■ EXTRACTED DATA:
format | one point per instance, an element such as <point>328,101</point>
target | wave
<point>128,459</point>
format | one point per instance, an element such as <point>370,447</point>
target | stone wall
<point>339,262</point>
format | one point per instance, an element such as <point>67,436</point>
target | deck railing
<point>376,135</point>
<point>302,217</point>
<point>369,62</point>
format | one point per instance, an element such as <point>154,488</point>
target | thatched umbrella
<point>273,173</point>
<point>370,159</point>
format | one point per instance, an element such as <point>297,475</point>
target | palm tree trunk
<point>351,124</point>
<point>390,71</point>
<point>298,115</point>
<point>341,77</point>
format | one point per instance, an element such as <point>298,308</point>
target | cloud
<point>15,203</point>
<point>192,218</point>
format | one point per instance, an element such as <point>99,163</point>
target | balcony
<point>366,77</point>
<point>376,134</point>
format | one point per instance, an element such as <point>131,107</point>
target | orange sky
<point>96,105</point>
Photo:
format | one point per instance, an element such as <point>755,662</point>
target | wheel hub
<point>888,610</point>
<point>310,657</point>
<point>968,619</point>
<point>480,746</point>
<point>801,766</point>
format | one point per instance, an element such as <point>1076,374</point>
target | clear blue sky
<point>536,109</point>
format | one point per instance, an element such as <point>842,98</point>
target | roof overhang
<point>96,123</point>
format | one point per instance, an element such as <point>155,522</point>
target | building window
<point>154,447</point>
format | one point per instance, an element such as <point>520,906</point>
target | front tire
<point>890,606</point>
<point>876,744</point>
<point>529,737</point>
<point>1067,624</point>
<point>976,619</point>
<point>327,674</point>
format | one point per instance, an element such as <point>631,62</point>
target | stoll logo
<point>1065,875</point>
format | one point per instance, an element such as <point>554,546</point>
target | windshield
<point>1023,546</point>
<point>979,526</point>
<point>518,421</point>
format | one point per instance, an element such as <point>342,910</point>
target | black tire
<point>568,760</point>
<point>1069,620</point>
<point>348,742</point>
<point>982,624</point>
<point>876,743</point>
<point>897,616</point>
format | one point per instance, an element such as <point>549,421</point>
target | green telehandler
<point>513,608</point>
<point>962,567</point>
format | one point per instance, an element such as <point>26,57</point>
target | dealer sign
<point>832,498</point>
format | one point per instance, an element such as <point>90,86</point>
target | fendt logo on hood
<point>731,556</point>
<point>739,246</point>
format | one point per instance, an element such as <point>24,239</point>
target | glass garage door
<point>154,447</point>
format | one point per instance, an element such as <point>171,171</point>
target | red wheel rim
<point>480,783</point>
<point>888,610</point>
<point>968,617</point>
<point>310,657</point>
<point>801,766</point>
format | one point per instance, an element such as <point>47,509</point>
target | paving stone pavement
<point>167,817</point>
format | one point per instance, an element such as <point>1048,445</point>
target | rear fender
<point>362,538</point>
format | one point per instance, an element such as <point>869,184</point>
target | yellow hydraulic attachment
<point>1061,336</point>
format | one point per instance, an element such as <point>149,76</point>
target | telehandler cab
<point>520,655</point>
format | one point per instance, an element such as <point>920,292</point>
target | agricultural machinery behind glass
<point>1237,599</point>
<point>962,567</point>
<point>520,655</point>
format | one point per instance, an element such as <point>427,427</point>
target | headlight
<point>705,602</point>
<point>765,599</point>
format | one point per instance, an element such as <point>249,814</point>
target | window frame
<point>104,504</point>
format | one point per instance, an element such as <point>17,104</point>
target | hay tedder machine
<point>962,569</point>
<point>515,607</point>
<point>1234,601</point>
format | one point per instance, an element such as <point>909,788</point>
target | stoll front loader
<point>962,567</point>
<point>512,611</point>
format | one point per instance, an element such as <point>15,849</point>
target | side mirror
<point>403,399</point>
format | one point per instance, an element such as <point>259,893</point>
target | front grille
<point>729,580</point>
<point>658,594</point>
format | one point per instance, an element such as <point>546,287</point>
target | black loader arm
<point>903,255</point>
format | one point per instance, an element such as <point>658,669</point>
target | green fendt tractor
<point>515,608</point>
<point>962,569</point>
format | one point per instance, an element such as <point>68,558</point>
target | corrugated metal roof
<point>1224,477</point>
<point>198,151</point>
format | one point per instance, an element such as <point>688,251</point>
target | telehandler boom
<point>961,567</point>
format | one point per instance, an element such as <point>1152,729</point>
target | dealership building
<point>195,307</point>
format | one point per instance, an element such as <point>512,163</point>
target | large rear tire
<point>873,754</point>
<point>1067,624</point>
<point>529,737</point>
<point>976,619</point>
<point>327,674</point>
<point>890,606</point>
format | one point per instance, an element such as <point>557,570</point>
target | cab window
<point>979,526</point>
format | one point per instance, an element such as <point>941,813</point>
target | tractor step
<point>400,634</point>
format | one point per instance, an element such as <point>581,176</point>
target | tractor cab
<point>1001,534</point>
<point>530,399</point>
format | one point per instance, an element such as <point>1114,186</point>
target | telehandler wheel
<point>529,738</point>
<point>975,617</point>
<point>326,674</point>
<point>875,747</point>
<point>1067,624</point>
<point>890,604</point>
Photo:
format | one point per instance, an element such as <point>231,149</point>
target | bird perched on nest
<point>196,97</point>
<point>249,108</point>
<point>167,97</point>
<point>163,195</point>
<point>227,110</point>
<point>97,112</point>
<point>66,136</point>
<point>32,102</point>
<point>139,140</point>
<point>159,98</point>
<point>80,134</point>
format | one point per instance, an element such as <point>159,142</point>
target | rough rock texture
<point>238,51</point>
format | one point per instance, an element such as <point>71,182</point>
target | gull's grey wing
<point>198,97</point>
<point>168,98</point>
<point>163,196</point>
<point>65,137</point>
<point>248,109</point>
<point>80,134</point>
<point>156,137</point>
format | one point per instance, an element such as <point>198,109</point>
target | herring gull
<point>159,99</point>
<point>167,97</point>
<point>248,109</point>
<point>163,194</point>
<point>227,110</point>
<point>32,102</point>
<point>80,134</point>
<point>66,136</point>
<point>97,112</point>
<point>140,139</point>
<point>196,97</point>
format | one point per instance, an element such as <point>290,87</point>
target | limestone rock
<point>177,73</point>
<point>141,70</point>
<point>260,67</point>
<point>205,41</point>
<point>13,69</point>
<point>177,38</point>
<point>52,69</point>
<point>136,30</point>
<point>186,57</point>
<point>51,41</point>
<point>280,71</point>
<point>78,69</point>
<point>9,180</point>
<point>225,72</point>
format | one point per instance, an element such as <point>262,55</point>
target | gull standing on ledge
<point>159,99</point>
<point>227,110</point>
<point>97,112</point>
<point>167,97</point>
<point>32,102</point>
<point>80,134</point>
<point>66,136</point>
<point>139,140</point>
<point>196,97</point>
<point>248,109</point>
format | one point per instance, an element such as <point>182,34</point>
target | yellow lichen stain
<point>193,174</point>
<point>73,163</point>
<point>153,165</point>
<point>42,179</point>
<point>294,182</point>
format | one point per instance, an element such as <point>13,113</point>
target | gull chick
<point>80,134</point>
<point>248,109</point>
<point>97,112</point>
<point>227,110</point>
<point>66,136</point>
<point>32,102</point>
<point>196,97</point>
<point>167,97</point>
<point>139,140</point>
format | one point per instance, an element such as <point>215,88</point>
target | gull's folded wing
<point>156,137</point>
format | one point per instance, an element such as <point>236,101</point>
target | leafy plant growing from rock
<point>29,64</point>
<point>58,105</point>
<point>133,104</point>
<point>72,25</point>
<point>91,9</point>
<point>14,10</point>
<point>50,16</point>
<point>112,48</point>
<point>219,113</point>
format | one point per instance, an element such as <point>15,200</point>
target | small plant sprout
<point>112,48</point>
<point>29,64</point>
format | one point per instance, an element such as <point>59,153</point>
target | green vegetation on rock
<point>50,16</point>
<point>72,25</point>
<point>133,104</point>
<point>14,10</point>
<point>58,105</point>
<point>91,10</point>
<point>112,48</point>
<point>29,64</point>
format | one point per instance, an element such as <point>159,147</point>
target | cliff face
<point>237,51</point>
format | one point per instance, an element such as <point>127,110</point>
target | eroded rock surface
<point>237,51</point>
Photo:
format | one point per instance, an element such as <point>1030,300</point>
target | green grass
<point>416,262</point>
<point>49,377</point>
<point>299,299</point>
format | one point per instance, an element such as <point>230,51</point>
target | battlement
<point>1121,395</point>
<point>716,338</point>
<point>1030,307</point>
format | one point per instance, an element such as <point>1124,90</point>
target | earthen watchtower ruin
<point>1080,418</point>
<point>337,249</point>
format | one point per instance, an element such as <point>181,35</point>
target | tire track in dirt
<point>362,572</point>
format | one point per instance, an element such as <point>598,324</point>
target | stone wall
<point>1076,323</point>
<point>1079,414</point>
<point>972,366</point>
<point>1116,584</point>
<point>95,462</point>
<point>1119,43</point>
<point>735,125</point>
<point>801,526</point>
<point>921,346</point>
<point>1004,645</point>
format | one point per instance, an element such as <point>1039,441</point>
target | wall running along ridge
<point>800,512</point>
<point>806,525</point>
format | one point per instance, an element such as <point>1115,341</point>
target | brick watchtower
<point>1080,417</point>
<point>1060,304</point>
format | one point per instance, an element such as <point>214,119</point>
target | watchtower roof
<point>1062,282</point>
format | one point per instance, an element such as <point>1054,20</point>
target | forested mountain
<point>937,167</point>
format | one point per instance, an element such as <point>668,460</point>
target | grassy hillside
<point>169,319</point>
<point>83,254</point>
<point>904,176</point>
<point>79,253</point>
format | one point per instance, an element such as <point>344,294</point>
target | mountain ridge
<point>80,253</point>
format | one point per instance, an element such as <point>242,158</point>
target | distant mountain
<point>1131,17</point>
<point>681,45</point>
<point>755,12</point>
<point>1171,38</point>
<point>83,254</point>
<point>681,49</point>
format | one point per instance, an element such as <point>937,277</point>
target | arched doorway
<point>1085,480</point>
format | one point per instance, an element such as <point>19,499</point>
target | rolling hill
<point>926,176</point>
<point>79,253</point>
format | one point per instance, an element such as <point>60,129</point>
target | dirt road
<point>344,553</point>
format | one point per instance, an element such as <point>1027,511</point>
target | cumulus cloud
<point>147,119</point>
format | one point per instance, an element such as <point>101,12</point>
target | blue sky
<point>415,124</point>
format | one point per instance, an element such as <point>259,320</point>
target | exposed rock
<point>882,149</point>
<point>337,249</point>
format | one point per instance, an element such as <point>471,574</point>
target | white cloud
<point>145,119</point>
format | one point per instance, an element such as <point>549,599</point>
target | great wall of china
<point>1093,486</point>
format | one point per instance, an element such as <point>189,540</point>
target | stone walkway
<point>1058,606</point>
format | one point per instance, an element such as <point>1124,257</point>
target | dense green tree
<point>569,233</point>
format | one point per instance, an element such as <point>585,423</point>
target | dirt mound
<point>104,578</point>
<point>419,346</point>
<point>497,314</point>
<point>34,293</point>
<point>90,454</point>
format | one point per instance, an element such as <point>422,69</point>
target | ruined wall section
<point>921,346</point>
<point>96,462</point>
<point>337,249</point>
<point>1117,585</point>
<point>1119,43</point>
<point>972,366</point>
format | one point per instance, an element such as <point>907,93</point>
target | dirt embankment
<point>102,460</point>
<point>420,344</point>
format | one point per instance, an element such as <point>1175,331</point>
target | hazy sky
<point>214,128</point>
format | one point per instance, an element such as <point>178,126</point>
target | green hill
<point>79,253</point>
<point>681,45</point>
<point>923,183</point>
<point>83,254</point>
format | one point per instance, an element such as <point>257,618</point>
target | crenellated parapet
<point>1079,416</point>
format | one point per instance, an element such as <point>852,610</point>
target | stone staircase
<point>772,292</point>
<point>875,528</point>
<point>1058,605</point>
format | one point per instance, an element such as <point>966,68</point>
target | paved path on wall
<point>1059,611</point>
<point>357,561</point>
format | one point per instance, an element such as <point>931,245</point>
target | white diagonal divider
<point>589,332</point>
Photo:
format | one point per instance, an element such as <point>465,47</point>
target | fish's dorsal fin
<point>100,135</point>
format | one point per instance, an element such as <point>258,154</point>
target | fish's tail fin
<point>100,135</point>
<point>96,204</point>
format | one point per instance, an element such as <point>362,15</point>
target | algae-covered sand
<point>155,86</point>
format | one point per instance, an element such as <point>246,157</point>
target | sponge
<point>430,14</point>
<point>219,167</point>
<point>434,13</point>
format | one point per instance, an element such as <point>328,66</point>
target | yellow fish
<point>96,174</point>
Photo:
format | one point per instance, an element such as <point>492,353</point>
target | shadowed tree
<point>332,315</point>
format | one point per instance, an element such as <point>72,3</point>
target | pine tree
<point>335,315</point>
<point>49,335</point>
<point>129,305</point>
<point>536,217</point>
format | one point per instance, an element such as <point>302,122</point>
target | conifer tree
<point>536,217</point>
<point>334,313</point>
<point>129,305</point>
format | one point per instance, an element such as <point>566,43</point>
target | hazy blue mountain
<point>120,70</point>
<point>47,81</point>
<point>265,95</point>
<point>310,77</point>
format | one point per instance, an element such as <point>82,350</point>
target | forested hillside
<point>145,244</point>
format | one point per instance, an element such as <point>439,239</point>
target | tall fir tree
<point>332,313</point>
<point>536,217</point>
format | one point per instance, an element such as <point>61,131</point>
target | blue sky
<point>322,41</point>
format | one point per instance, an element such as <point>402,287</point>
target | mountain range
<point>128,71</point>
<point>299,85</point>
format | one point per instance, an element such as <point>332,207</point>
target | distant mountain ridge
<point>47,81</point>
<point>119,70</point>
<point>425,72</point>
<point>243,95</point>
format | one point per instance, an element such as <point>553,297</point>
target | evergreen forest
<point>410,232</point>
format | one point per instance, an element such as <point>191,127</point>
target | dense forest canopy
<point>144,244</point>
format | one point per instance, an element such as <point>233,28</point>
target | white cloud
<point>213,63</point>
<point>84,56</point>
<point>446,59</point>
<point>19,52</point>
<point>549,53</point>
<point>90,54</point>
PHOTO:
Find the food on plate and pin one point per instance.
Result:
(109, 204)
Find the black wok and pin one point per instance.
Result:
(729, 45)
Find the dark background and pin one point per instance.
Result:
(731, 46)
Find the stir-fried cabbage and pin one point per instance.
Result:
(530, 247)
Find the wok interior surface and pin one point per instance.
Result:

■ DIRECTIONS:
Working from the data above, extract solely the lines from the one containing "target | dense green tree" through the one containing "such as <point>178,126</point>", exactly as they appear, both included.

■ RESULT OF THIS TASK:
target | dense green tree
<point>569,233</point>
format | one point per instance, an element such as <point>585,423</point>
target | dirt mound
<point>104,578</point>
<point>419,346</point>
<point>497,314</point>
<point>34,293</point>
<point>90,454</point>
format | one point per instance, an element such as <point>422,69</point>
target | ruined wall section
<point>921,346</point>
<point>96,462</point>
<point>337,249</point>
<point>1117,585</point>
<point>1119,43</point>
<point>972,366</point>
format | one point per instance, an element such as <point>907,93</point>
target | dirt embankment
<point>102,460</point>
<point>420,344</point>
format | one point per instance, an element such as <point>1175,331</point>
target | hazy sky
<point>214,128</point>
format | one point per instance, an element such as <point>178,126</point>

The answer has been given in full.